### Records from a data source
• • • • • • •
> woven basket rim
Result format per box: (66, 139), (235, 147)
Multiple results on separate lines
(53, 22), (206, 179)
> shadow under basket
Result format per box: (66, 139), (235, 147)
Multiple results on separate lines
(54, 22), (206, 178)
• • • • • • •
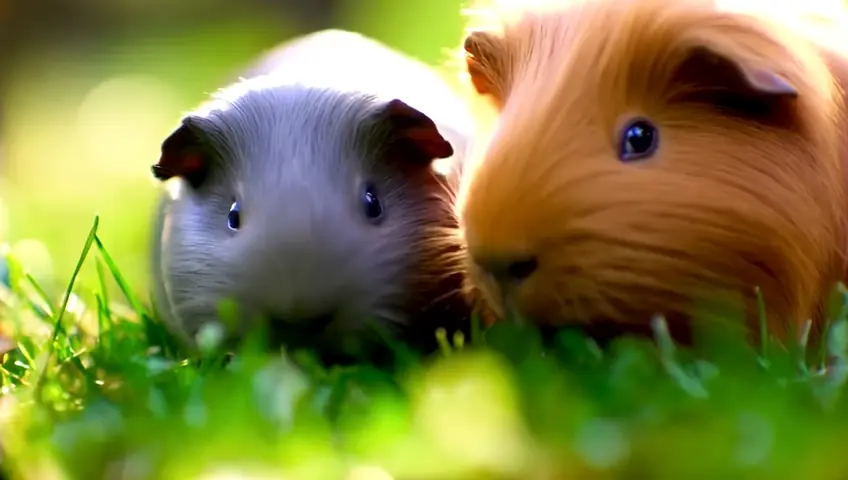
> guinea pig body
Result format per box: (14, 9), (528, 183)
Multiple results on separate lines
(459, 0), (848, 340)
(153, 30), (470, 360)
• • • • • • •
Rewrite the lines from the one containing "woven basket rim" through the one containing "(53, 22), (206, 179)", changing "separate" to "individual" and leaving everything else as it is.

> woven basket rim
Result format per box: (66, 139), (235, 147)
Multiple results on individual lines
(53, 22), (206, 179)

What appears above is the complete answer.